#### Records to use ####
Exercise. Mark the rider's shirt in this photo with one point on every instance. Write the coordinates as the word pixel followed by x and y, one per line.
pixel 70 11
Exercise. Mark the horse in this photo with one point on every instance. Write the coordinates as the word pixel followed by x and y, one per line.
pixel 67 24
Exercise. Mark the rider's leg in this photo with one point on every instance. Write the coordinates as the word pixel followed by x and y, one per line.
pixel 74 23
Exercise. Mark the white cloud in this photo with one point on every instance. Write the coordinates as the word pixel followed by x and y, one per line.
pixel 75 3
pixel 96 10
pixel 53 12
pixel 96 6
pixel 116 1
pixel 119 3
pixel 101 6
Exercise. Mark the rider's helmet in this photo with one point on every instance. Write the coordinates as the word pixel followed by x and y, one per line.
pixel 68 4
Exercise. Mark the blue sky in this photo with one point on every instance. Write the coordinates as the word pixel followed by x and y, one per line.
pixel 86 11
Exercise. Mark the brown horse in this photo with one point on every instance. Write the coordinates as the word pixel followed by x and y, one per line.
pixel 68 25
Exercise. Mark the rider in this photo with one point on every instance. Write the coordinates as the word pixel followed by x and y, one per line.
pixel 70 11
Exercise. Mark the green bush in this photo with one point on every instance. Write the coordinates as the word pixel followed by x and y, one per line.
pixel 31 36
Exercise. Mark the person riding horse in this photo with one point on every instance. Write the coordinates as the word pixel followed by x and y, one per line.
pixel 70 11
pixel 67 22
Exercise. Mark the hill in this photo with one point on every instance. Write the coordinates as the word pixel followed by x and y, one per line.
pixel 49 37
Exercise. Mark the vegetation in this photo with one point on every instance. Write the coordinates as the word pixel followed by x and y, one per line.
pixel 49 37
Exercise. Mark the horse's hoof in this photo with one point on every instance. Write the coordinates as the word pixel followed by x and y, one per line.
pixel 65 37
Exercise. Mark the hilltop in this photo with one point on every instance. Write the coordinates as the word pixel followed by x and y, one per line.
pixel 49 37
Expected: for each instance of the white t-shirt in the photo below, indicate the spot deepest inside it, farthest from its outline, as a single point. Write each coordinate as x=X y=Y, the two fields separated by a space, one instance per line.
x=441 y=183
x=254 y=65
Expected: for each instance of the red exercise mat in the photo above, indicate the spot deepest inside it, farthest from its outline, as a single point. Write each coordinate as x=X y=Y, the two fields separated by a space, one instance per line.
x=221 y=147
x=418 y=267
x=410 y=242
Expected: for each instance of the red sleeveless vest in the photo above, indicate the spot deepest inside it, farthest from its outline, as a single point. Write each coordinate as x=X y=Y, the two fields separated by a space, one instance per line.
####
- Exercise instructions:
All the entries above are to be transcribed without any alteration.

- Solution to the problem:
Exercise. Mark the rider's shirt in this photo with one point on every instance. Write the coordinates as the word pixel followed by x and y, one per line.
pixel 70 11
Exercise. Mark the horse in this photo with one point on every instance. Write the coordinates as the word pixel followed by x and y, one per line.
pixel 67 24
Exercise. Mark the rider's leg in this photo with one point on every instance. Write the coordinates as the word pixel followed by x and y, one per line.
pixel 74 23
Exercise. Mark the white cloud in this photo with one point on every instance. Write the coordinates as the word pixel followed by x and y, one per line.
pixel 75 3
pixel 96 10
pixel 53 12
pixel 96 6
pixel 116 1
pixel 119 3
pixel 101 6
Exercise. Mark the rider's helmet in this photo with one point on every instance. Write the coordinates as the word pixel followed by x and y, one per line.
pixel 68 4
Exercise. Mark the blue sky in this photo with one point on every instance. Write the coordinates as the word pixel followed by x and y, one per line.
pixel 86 11
Exercise. Mark the brown horse in this photo with one point on every instance. Write the coordinates as the word pixel followed by x and y, one per line.
pixel 68 25
Exercise. Mark the rider in this photo with one point on every instance. Write the coordinates as the word pixel followed by x and y, one per line.
pixel 70 11
Exercise. Mark the green bush in this photo with one point on every instance. Write the coordinates as the word pixel followed by x and y, one per line.
pixel 31 36
Exercise. Mark the person riding horse in this photo with one point on every instance. Write the coordinates as the word pixel followed by x and y, one per line.
pixel 70 11
pixel 67 22
Exercise. Mark the hill in this photo with one point on every instance. Write the coordinates as the word pixel followed by x and y, one per line.
pixel 49 37
Exercise. Mark the vegetation in this photo with one point on every instance. Write the coordinates as the word pixel followed by x and y, one per line.
pixel 49 37
Exercise. Mark the horse's hoof in this photo with one point on every instance. Write the coordinates as the word pixel followed by x and y, one per line.
pixel 65 37
Exercise. Mark the hilltop in this photo with one point on every instance. Write the coordinates as the word pixel followed by x and y, one per line.
pixel 49 37
Expected: for each instance of the white t-shirt in the photo below, indicate the spot deepest inside it, farthest from its outline, as a single point. Write each coordinate as x=X y=Y, the two fields separated by a space, one instance per line.
x=441 y=183
x=254 y=65
Expected: for each instance of the red exercise mat in the photo above, indicate the spot deepest inside it, farthest from its outline, as a single point. Write each coordinate as x=X y=Y, the two fields separated by a space, one instance per line.
x=221 y=147
x=418 y=267
x=410 y=242
Expected: for each instance of the red sleeveless vest in the photo above, indicate the spot deepest inside it, farthest from its outline, as a single point. Write each coordinate as x=X y=Y, the two fields separated by a space, one instance per line.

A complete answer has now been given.